# START OF Data for the task

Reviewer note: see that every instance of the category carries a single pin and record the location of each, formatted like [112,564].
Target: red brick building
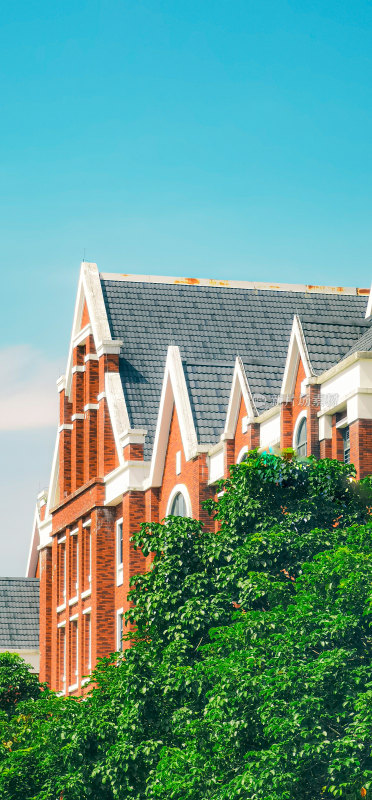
[168,382]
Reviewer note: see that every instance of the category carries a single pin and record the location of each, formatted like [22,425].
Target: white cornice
[109,347]
[262,286]
[369,304]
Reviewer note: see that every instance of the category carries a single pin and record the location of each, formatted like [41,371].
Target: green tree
[17,682]
[250,672]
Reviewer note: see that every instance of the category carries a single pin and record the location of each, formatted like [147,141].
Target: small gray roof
[362,344]
[211,325]
[19,613]
[328,339]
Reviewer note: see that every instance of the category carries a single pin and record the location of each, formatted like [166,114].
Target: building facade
[168,382]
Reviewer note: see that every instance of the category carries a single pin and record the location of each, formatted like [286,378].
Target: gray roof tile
[211,326]
[19,613]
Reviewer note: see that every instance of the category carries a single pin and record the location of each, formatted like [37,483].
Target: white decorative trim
[109,347]
[174,392]
[178,462]
[65,427]
[302,415]
[133,436]
[129,476]
[61,383]
[296,350]
[119,564]
[239,388]
[262,286]
[242,453]
[369,304]
[180,488]
[83,334]
[117,409]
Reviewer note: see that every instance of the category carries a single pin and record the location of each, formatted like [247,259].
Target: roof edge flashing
[255,285]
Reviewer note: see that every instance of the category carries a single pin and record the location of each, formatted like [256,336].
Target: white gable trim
[239,388]
[117,410]
[174,391]
[296,350]
[89,290]
[369,304]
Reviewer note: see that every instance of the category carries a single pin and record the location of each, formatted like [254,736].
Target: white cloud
[29,397]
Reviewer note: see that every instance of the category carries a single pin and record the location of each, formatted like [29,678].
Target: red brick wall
[361,446]
[45,632]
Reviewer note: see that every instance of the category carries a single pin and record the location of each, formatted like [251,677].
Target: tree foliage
[250,674]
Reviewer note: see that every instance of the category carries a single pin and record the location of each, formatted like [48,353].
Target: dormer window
[301,439]
[178,507]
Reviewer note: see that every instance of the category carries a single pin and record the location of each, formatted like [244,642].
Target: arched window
[178,507]
[301,438]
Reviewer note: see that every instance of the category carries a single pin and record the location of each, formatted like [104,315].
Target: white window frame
[119,639]
[87,613]
[242,453]
[62,627]
[302,415]
[180,488]
[119,565]
[178,462]
[88,524]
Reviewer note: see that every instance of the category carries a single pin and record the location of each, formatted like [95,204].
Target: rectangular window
[74,564]
[119,552]
[61,658]
[119,629]
[87,558]
[74,652]
[87,642]
[346,443]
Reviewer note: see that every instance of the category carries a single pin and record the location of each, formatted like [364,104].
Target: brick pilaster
[45,633]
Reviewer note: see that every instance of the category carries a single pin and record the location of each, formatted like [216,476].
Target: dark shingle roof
[328,340]
[19,613]
[211,325]
[364,343]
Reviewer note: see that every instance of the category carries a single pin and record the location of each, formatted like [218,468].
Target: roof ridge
[254,285]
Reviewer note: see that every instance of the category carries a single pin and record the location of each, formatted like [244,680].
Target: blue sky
[206,139]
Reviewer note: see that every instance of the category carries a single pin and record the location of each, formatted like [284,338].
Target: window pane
[301,439]
[178,508]
[346,443]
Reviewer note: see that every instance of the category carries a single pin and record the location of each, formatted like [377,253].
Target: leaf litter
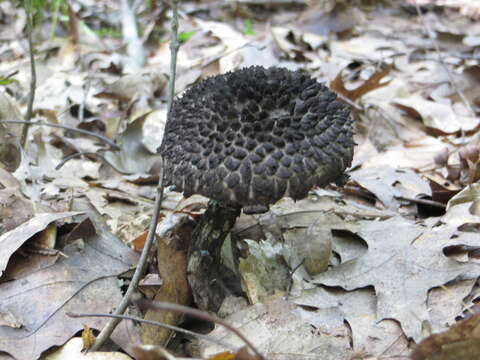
[393,269]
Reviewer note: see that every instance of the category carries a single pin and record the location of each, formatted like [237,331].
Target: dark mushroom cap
[249,137]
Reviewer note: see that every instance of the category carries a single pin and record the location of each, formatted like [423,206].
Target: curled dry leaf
[460,342]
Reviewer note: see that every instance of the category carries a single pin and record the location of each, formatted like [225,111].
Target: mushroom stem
[207,277]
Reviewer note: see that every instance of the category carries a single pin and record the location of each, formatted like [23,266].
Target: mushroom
[246,139]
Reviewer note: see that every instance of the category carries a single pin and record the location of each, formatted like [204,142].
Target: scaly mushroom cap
[249,137]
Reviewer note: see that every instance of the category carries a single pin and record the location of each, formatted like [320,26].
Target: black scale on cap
[250,137]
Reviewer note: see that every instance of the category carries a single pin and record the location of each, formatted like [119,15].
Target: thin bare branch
[80,131]
[165,306]
[159,324]
[89,153]
[112,324]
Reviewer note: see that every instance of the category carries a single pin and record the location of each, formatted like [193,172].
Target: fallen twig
[80,131]
[142,262]
[156,323]
[202,315]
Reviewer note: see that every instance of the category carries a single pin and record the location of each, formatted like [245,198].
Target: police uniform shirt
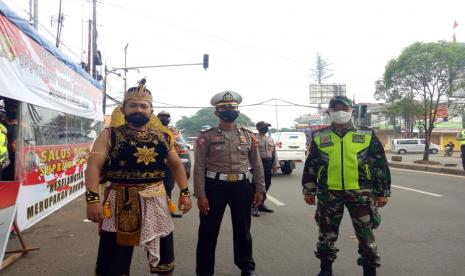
[267,148]
[233,153]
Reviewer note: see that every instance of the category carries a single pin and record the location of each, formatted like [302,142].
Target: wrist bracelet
[92,197]
[185,192]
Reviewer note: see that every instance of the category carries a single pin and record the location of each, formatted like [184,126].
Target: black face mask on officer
[228,115]
[263,130]
[165,121]
[136,119]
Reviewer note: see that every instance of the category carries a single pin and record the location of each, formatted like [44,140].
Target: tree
[321,71]
[428,74]
[206,117]
[408,109]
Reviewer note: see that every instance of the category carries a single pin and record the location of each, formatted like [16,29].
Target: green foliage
[192,125]
[422,77]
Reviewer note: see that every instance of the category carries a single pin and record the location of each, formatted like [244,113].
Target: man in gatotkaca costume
[133,156]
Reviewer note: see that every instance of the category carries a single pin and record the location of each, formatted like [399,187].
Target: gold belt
[149,190]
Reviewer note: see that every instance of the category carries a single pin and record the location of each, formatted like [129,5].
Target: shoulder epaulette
[3,129]
[207,130]
[365,128]
[328,128]
[246,129]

# END OF Data for the task

Written task.
Beginning with the line that contains "formatted like [320,26]." and ending with the last line of the data above, output those lines exactly and nothing more, without any pictures.

Answer for this exercise.
Reviewer note: see that every instance of the category carries a single pin and record the location of each, formatted like [320,26].
Target: black scale on cap
[250,137]
Reviewer note: see that every instance of the category carries a single pin and record the location of each, formatted like [119,15].
Target: thin bare branch
[80,131]
[165,306]
[159,324]
[89,153]
[112,324]
Reviewer note: see that every instance of the category carries a single pin and record the location of each, formatted like [193,172].
Target: fallen twig
[80,131]
[142,262]
[156,323]
[202,315]
Reviewer note: see that every instance of the category carries a single pin and record the location of each, formatted like [245,198].
Target: police uniform shirt
[267,148]
[233,153]
Reviewer note: see that every instance of the category carries a single pin and record the location of each, formatted like [302,142].
Target: wrist bracelet
[92,197]
[185,192]
Reviewer note: see that every instance of the category carries a single pin and record the location of each, formatted like [184,126].
Target: black face mask on officer
[228,115]
[263,130]
[165,121]
[136,119]
Reviewer note: see that every instance of the category carries a single pin and record the location of each, formatted like [44,140].
Target: tree
[321,71]
[428,74]
[206,117]
[408,109]
Reviewer note: see that every instance of the category carries a single pin and record the location of each, formatted like [16,29].
Target: green foliage
[192,125]
[422,77]
Reviewer note: see that every instance of the category carries a single pin and record the location of each, formatted like [244,113].
Target: man in gatotkaca costume
[133,156]
Reviewer note: see that every instance of the category carries a single pin and record the location of each, formatted like [399,187].
Target: gold belt
[149,190]
Reviewer note: see that every instance of the category carries a single pin and record the location of each, formatted like [129,5].
Target: shoulder epaulette
[3,129]
[207,130]
[365,128]
[328,128]
[246,129]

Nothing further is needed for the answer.